_EXERCISE DIRECTIONS_: Please retype the data that follows, starting at the line containing "green mossy wall" and stopping after the last line.

[[ RECORD EXTRACTS, beginning ]]

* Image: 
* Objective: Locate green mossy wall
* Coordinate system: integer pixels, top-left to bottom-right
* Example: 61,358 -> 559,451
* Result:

[[ RECORD EXTRACTS, end ]]

_ANSWER SPACE_:
* Objective: Locate green mossy wall
* Coordinate system: integer pixels, top-left to bottom-right
* Example: 61,358 -> 559,451
* Result:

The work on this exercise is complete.